## EXERCISE 1
In the budgerigar anatomy and lifecycle text, translate the sentence "Budgerigars are born naked, blind and helpless, like all parrots." into French.
## EXERCISE 2
According to the budgerigar anatomy and lifecycle text, list every place a budgerigar nest may be located.

Anatomy and Lifecycle

This picture shows the basic external budgerigar anatomy that will help you get to know your pet budgerigar.

The majority of the body parts labelled are common to all bird species. The features that make this very clearly a budgerigar rather than any other type of bird are the cheek patch and throat spots. Not all varieties of pet budgerigars have these because of the complexities of the budgerigar’s gene pool. Although, all wild budgerigars have them and they are an important part of the budgerigar’s body language. Budgerigars' keen vision is able to pick up the ultraviolet light reflected from the cheek patches. They might just look like blue or green splodges to us, but they are as striking as a firework display to a budgerigar's sensitive eyes.

budgie anatomy

In the wild, budgerigars usually breed in response to rainfall. This is generally between June and January, although they will seize the opportunity whenever it crops up. With water and food temporarily in abundance, the budgerigar can take time out from their nomadic lifestyle and settle down. If water and food supply allow, the budgerigar will go with the flow and produce several broods one after the other.

Budgerigar nests are an object lesson in simplicity – a bare tree cavity with enough space to fit one adult and between four to eight circular white eggs. Sometimes a fence post substitutes for a tree, and occasionally a log on the ground is chosen. It’s the female alone who sits on the clutch, with the male providing the duties of an eager-to-please waiter, bringing food for his partner. He regurgitates a porridge of leaves and seeds for her to feast on, and continues to bring food throughout the weaning period.

After 18-21 days, the eggs hatch, one at a time over a one-week period. Budgerigars are born naked, blind and helpless, like all parrots. The first meal they receive is a liquid from the hen’s crop, sometimes referred to as budgie milk. This contains essential nutrients and antibodies. Nature has even equipped the hen to vary the contents and consistency of this fluid as she feeds her brood in the first week, from youngest to oldest, ensuring that each age group gets exactly the nutrients it needs.

## DATA SEGMENT
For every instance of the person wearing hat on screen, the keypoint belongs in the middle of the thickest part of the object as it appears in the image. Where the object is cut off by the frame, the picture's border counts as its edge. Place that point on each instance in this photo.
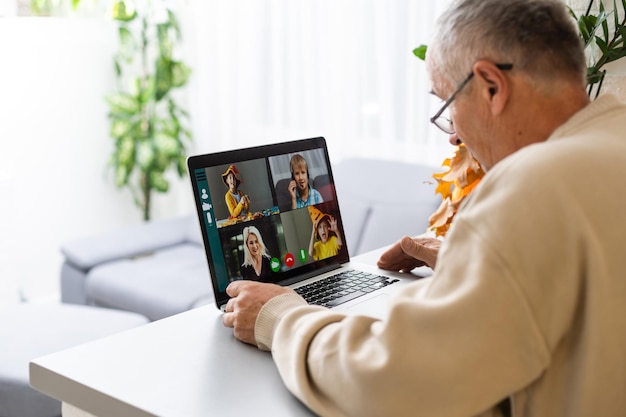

## REPLY 1
Les perruches ondulées naissent nues, aveugles et sans défense, comme tous les perroquets.

## REPLY 2
- A bare tree cavity
- A fence post
- A log on the ground